- THE TASK: Retype every entry below without altering anything.

- RECORDS FOR THE TASK:
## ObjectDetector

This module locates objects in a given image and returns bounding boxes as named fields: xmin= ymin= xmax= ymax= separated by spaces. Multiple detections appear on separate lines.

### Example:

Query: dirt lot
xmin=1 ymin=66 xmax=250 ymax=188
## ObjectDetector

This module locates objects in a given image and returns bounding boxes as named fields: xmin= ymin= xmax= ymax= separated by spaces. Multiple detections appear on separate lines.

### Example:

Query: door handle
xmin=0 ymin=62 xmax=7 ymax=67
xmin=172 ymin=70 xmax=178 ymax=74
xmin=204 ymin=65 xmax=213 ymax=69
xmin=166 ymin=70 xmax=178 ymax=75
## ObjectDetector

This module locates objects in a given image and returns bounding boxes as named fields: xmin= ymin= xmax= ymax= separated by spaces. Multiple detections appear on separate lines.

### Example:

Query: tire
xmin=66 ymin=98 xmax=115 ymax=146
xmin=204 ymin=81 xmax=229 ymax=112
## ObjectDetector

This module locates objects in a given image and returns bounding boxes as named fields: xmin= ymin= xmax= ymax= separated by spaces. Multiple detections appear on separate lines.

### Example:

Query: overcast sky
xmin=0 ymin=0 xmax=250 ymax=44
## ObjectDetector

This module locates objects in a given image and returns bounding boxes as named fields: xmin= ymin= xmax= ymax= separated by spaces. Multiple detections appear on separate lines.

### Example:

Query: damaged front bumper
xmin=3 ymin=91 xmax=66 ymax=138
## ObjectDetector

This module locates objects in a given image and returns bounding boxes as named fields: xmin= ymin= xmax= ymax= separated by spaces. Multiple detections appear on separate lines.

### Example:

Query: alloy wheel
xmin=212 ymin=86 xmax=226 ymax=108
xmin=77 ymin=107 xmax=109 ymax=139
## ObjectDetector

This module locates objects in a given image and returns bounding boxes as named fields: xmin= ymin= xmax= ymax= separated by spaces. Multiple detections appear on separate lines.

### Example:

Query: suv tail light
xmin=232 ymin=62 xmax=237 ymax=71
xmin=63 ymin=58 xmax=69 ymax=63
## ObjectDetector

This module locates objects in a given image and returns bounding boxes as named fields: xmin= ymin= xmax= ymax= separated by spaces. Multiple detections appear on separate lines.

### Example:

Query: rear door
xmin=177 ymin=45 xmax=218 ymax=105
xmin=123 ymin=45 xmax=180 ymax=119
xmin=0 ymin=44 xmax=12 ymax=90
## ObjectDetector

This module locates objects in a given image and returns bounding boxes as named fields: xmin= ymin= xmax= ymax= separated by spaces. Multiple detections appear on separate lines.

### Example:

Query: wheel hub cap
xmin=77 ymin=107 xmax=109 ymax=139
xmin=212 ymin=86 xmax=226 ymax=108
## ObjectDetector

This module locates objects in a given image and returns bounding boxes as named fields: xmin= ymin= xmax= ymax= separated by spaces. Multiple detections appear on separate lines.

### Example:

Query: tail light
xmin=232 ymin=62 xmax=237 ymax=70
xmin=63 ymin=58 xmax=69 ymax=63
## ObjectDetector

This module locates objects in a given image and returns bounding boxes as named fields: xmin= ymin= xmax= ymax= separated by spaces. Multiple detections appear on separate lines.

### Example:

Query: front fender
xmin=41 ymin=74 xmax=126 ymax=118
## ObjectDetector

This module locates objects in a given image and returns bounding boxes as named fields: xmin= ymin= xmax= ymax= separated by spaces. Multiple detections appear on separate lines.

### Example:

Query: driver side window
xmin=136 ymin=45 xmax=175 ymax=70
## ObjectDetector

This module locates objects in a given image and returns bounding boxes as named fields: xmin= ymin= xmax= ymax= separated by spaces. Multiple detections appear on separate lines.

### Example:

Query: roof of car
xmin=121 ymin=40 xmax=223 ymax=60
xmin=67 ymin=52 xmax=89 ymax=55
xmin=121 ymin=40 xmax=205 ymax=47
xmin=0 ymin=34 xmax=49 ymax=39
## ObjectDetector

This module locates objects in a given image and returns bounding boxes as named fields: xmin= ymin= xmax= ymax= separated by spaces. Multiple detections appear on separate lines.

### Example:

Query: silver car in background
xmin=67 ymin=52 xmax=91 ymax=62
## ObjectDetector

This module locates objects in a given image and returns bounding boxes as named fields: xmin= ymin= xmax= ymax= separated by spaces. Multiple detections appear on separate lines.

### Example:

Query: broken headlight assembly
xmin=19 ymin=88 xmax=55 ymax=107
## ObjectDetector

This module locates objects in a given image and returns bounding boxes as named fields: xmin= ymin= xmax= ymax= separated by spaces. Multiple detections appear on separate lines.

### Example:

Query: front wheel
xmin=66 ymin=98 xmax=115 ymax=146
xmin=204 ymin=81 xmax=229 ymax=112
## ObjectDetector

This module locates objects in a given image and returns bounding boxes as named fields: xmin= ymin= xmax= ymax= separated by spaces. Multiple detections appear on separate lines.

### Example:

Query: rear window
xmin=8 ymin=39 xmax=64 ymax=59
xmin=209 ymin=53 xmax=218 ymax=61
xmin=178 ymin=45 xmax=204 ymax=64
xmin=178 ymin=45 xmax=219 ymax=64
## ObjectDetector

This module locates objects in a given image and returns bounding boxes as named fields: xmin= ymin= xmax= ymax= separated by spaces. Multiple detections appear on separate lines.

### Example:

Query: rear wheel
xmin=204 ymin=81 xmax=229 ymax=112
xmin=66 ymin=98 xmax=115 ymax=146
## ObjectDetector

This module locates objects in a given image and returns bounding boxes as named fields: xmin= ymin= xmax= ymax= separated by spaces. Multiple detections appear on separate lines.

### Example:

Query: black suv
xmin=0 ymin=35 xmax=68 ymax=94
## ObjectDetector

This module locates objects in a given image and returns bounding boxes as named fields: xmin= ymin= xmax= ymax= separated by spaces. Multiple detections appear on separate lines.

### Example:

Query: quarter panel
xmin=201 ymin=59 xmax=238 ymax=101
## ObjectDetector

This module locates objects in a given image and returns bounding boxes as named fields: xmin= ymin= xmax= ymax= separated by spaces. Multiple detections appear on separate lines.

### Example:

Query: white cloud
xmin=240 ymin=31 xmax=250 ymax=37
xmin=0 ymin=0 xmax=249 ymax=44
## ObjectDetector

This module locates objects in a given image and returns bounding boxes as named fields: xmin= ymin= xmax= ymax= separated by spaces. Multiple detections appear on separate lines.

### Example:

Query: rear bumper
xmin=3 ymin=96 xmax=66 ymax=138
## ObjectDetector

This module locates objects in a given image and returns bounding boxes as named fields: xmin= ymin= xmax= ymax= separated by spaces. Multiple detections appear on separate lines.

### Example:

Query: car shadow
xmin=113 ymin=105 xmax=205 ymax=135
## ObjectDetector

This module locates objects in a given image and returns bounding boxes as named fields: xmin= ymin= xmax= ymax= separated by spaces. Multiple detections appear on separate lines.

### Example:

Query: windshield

- EXERCISE OUTPUT:
## ObjectDetector

This module locates objects in a given image and returns bounding boxes as named fields: xmin= ymin= xmax= ymax= separated by spaces. Multiple detections appear on separate lines.

### Example:

Query: dirt lot
xmin=1 ymin=66 xmax=250 ymax=188
## ObjectDetector

This module locates objects in a given image and returns bounding boxes as named fields: xmin= ymin= xmax= ymax= separated by spaces. Multiple detections appear on separate lines.

### Example:

Query: door handle
xmin=0 ymin=62 xmax=7 ymax=67
xmin=172 ymin=70 xmax=178 ymax=74
xmin=204 ymin=65 xmax=213 ymax=69
xmin=166 ymin=70 xmax=178 ymax=75
## ObjectDetector

This module locates objects in a given image and returns bounding boxes as named fields: xmin= ymin= xmax= ymax= separated by spaces. Multiple detections appear on separate lines.

### Example:

Query: tire
xmin=66 ymin=98 xmax=115 ymax=146
xmin=204 ymin=81 xmax=229 ymax=112
## ObjectDetector

This module locates objects in a given image and returns bounding boxes as named fields: xmin= ymin= xmax= ymax= separated by spaces. Multiple detections appear on separate lines.

### Example:

Query: overcast sky
xmin=0 ymin=0 xmax=250 ymax=44
## ObjectDetector

This module locates objects in a given image and returns bounding boxes as named fields: xmin= ymin= xmax= ymax= separated by spaces. Multiple detections appear on separate lines.

### Example:

Query: damaged front bumper
xmin=3 ymin=91 xmax=66 ymax=138
## ObjectDetector

This module locates objects in a given image and returns bounding boxes as named fields: xmin= ymin= xmax= ymax= separated by spaces. Multiple detections appear on separate lines.

### Example:

Query: alloy wheel
xmin=212 ymin=86 xmax=226 ymax=108
xmin=77 ymin=107 xmax=109 ymax=139
## ObjectDetector

This module locates objects in a given image and returns bounding boxes as named fields: xmin= ymin= xmax= ymax= separated by spaces. Multiple detections appear on separate lines.

### Example:

Query: suv tail light
xmin=232 ymin=62 xmax=237 ymax=71
xmin=63 ymin=58 xmax=69 ymax=63
## ObjectDetector

This module locates objects in a given image and returns bounding boxes as named fields: xmin= ymin= xmax= ymax= separated by spaces. Multiple detections appear on separate lines.

### Example:

Query: rear door
xmin=177 ymin=45 xmax=218 ymax=105
xmin=123 ymin=45 xmax=180 ymax=119
xmin=0 ymin=44 xmax=12 ymax=90
## ObjectDetector

This module locates objects in a given image and returns bounding boxes as named fields: xmin= ymin= xmax= ymax= separated by spaces. Multiple detections appear on separate lines.

### Example:

Query: wheel hub cap
xmin=77 ymin=107 xmax=109 ymax=139
xmin=212 ymin=86 xmax=226 ymax=108
## ObjectDetector

This module locates objects in a given image and returns bounding boxes as named fields: xmin= ymin= xmax= ymax= separated by spaces. Multiple detections appear on separate lines.

### Example:

Query: tail light
xmin=232 ymin=62 xmax=237 ymax=70
xmin=63 ymin=58 xmax=69 ymax=63
## ObjectDetector

This module locates objects in a given image and returns bounding boxes as named fields: xmin= ymin= xmax= ymax= separated by spaces. Multiple detections appear on separate lines.

### Example:

Query: front fender
xmin=41 ymin=74 xmax=126 ymax=118
## ObjectDetector

This module locates objects in a given image and returns bounding boxes as named fields: xmin= ymin= xmax= ymax= separated by spaces. Multiple detections appear on separate lines.

### Example:

Query: driver side window
xmin=136 ymin=45 xmax=175 ymax=70
## ObjectDetector

This module locates objects in a given image and returns bounding boxes as named fields: xmin= ymin= xmax= ymax= separated by spaces. Multiple detections appear on separate lines.

### Example:

Query: roof of car
xmin=121 ymin=40 xmax=223 ymax=60
xmin=67 ymin=52 xmax=89 ymax=55
xmin=121 ymin=40 xmax=205 ymax=47
xmin=0 ymin=34 xmax=49 ymax=39
## ObjectDetector

This module locates objects in a given image and returns bounding boxes as named fields: xmin= ymin= xmax= ymax= separated by spaces. Multiple detections appear on separate lines.

### Example:

Query: silver car in background
xmin=67 ymin=52 xmax=91 ymax=62
## ObjectDetector

This module locates objects in a given image and returns bounding boxes as named fields: xmin= ymin= xmax= ymax= separated by spaces. Multiple detections appear on separate lines.

### Example:

Query: broken headlight assembly
xmin=19 ymin=88 xmax=55 ymax=107
## ObjectDetector

This module locates objects in a given image and returns bounding boxes as named fields: xmin= ymin= xmax= ymax= separated by spaces. Multiple detections appear on separate lines.

### Example:

Query: front wheel
xmin=66 ymin=98 xmax=115 ymax=146
xmin=204 ymin=81 xmax=229 ymax=112
## ObjectDetector

This module locates objects in a given image and returns bounding boxes as named fields: xmin= ymin= xmax= ymax= separated by spaces. Multiple detections appear on separate lines.

### Example:

Query: rear window
xmin=8 ymin=39 xmax=64 ymax=59
xmin=209 ymin=53 xmax=218 ymax=61
xmin=178 ymin=45 xmax=204 ymax=64
xmin=178 ymin=45 xmax=219 ymax=64
## ObjectDetector

This module locates objects in a given image and returns bounding boxes as named fields: xmin= ymin= xmax= ymax= separated by spaces. Multiple detections appear on separate lines.

### Example:

Query: rear wheel
xmin=204 ymin=81 xmax=229 ymax=112
xmin=66 ymin=98 xmax=115 ymax=146
## ObjectDetector

This module locates objects in a given image and returns bounding boxes as named fields: xmin= ymin= xmax= ymax= separated by spaces. Multiple detections appear on separate lines.

### Example:

Query: black suv
xmin=0 ymin=35 xmax=68 ymax=94
## ObjectDetector

This module locates objects in a given image and returns bounding boxes as named fields: xmin= ymin= xmax= ymax= separated by spaces. Multiple detections appear on separate lines.

### Example:

Query: quarter panel
xmin=201 ymin=59 xmax=238 ymax=101
## ObjectDetector

This module locates objects in a given image and returns bounding boxes as named fields: xmin= ymin= xmax= ymax= separated by spaces. Multiple detections appear on separate lines.

### Example:

Query: white cloud
xmin=240 ymin=31 xmax=250 ymax=37
xmin=0 ymin=0 xmax=249 ymax=44
## ObjectDetector

This module locates objects in a given image and returns bounding boxes as named fields: xmin= ymin= xmax= ymax= separated by spaces. Multiple detections appear on separate lines.

### Example:

Query: rear bumper
xmin=3 ymin=96 xmax=66 ymax=138
## ObjectDetector

This module locates objects in a given image and returns bounding boxes as named fields: xmin= ymin= xmax= ymax= separated by spaces. Multiple detections appear on separate lines.

### Example:

Query: car shadow
xmin=113 ymin=105 xmax=205 ymax=135
## ObjectDetector

This module locates objects in a given image and returns bounding boxes as named fields: xmin= ymin= xmax= ymax= separated by spaces. Multiple detections appear on separate lines.

### Example:

Query: windshield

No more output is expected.